(Requirement):
Please render the lines below as a JSON list of strings, one string per line and no blank lines, from the line with "Return boxes for baby's hand." up to and including the line with "[0,368,146,453]".

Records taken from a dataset
------------------------------------------------

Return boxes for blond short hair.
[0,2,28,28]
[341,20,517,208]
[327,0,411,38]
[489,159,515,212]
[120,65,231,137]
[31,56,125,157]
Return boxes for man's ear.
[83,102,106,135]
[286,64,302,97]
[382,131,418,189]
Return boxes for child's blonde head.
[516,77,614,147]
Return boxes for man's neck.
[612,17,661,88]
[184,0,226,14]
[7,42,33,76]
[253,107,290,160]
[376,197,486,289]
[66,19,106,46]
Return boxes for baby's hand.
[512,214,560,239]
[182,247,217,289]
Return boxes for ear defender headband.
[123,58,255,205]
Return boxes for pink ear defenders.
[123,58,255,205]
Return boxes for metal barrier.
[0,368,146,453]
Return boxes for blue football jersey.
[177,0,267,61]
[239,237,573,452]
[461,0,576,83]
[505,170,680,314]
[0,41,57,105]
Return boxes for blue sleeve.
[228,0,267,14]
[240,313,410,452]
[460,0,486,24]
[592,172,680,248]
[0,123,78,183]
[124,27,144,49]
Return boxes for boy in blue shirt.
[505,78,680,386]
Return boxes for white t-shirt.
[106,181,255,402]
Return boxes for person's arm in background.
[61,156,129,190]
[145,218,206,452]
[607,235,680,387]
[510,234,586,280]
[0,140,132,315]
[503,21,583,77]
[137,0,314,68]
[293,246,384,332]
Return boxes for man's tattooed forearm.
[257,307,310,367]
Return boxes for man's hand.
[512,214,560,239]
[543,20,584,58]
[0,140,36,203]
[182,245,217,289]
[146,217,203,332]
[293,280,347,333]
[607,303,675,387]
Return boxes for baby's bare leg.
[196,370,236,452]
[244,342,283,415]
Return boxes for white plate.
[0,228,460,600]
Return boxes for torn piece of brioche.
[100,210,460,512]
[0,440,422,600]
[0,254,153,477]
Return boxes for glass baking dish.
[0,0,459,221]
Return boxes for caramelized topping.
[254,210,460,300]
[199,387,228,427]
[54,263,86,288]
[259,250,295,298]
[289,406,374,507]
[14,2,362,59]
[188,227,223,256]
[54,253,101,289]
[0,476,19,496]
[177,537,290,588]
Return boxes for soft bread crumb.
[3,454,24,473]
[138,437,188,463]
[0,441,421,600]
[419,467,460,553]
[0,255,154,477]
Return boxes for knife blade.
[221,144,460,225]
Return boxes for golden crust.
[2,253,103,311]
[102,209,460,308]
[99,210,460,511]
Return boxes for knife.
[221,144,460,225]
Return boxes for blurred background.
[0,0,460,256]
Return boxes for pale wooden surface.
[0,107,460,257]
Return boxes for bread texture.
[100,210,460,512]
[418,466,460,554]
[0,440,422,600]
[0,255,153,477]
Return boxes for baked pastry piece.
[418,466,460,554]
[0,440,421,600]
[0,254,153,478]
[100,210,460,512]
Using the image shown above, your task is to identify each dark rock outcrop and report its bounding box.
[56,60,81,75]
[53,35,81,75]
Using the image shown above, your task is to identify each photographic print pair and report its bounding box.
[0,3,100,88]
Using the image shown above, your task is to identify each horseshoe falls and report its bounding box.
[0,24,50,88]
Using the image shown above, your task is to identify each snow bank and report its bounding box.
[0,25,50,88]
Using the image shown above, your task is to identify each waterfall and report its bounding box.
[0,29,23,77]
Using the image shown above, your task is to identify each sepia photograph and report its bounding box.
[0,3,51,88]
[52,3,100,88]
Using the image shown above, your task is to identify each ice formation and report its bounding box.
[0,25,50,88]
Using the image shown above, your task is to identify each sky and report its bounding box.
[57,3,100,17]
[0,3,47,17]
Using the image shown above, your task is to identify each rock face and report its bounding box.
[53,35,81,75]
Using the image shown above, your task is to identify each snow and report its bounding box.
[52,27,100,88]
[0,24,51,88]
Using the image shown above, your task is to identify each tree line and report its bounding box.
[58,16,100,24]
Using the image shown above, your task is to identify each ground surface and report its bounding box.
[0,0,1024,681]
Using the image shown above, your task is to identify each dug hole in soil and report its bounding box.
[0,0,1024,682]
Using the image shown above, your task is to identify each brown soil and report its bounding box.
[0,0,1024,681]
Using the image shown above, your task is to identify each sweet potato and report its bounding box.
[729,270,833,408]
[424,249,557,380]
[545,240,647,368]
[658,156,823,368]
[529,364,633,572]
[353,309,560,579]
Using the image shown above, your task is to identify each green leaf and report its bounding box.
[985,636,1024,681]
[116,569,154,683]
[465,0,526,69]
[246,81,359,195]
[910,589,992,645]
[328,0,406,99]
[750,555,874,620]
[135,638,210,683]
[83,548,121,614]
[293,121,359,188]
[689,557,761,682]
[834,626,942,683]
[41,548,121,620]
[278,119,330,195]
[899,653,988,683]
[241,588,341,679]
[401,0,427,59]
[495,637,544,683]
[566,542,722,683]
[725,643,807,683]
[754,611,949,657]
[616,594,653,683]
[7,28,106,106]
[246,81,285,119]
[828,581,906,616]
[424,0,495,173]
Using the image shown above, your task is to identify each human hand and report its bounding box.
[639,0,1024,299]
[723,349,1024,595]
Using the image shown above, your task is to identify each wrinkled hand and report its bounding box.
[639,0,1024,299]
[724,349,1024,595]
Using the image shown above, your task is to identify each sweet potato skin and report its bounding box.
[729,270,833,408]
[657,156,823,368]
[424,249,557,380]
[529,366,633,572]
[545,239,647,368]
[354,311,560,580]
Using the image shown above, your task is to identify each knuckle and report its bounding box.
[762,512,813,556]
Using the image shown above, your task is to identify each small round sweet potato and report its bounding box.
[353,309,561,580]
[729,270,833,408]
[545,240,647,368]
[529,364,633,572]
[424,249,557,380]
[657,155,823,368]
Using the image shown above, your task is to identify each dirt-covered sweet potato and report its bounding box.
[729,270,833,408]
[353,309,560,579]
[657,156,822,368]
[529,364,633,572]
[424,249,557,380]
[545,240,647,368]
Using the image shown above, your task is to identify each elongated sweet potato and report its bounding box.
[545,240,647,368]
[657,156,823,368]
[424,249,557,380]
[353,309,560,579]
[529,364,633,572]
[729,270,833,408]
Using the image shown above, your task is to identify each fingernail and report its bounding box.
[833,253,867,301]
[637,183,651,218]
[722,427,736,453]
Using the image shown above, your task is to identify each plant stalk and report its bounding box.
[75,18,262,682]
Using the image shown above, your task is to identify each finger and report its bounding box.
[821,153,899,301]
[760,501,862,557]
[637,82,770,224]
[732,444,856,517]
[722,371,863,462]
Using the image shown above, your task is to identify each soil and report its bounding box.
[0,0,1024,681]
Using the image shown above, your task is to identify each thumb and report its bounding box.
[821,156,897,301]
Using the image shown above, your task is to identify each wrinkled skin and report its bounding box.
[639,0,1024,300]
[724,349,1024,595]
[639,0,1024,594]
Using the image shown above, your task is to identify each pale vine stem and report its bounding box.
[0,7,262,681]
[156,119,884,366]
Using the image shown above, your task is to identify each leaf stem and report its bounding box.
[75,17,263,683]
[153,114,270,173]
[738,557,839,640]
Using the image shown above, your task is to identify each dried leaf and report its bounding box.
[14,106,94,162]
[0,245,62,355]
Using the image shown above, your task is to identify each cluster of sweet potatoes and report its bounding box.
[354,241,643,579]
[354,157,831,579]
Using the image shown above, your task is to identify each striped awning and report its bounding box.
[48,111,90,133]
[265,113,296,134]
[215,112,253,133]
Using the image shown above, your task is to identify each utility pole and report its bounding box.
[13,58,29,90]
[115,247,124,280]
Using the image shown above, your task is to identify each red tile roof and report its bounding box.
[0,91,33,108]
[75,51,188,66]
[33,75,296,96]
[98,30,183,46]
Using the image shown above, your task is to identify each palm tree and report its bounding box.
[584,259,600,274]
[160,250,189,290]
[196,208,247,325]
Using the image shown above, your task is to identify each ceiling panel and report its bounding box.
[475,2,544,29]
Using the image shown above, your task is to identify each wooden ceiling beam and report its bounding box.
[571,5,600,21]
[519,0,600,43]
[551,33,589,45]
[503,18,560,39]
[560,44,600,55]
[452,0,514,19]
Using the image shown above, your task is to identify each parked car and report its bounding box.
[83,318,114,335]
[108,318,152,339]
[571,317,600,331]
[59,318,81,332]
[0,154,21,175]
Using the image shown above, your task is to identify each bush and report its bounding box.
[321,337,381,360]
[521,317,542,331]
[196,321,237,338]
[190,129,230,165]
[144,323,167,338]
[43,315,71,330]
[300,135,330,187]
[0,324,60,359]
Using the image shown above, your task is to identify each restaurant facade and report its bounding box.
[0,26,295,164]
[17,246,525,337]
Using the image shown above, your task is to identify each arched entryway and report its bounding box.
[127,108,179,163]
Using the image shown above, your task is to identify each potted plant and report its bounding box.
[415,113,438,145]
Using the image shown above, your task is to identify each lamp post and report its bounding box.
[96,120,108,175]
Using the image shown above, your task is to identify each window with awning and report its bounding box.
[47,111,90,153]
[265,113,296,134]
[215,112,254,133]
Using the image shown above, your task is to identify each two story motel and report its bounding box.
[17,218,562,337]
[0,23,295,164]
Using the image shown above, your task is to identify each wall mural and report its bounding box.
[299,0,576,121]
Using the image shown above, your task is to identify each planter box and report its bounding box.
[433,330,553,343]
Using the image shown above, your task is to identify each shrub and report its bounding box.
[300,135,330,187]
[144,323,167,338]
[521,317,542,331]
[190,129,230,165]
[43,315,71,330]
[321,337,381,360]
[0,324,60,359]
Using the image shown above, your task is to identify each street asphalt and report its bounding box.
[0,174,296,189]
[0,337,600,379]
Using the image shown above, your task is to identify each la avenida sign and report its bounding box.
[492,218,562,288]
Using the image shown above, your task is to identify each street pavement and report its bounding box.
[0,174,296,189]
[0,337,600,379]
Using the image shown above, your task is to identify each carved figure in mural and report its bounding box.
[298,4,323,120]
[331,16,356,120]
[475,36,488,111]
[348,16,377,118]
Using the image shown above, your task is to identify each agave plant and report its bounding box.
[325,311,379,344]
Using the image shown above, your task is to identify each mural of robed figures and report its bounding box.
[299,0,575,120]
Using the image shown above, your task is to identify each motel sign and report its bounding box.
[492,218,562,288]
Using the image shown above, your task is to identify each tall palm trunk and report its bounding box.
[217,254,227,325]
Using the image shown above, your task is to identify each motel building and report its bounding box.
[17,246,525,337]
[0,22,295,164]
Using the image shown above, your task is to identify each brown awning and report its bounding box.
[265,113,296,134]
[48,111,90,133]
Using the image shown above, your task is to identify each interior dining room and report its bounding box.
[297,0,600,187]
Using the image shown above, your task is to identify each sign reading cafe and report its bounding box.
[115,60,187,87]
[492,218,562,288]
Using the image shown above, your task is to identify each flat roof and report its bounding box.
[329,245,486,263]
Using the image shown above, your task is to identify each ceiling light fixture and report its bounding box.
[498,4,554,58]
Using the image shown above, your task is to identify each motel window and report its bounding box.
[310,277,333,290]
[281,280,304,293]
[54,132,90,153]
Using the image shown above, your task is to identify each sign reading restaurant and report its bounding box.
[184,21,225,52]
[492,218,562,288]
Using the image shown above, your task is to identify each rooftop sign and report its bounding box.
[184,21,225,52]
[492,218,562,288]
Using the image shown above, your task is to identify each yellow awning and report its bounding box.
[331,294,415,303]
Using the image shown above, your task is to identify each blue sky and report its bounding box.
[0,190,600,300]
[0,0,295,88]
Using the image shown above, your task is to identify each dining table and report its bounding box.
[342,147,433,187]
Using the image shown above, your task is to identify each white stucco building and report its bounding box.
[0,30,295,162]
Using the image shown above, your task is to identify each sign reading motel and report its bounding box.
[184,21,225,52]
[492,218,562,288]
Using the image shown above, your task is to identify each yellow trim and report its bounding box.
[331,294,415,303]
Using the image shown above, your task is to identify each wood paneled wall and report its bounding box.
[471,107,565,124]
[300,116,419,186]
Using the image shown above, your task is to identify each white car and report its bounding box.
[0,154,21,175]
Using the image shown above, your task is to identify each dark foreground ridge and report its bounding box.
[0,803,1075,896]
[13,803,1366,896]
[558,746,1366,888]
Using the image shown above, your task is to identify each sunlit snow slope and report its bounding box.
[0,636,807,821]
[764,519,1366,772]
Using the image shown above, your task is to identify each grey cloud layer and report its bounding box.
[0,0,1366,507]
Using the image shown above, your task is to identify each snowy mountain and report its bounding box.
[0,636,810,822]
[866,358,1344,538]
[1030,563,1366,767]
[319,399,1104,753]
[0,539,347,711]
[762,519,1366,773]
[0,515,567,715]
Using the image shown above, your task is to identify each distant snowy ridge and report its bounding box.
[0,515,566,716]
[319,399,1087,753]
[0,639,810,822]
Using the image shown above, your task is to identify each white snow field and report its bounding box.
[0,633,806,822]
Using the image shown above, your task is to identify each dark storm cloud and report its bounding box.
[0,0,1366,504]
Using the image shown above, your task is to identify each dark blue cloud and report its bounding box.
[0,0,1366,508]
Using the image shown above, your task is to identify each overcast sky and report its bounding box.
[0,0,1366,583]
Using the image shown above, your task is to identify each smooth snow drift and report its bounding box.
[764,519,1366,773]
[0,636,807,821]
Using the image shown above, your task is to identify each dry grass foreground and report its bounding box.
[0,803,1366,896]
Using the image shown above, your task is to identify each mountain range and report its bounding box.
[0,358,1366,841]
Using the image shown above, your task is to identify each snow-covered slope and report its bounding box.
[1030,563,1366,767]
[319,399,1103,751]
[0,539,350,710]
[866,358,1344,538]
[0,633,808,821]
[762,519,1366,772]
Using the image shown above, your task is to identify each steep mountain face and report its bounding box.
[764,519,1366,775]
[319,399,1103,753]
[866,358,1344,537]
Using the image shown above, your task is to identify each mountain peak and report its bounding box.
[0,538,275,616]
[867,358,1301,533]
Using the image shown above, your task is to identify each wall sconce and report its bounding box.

------------------------------------------------

(Task solution):
[
  "Return boxes for baby's hand.",
  "[512,214,560,239]",
  "[182,247,217,289]",
  "Return boxes for ear defender headband.",
  "[123,58,255,205]",
  "Return boxes for pink ear defenders.",
  "[123,58,255,205]",
  "Return boxes for metal barrier.",
  "[0,368,146,453]"
]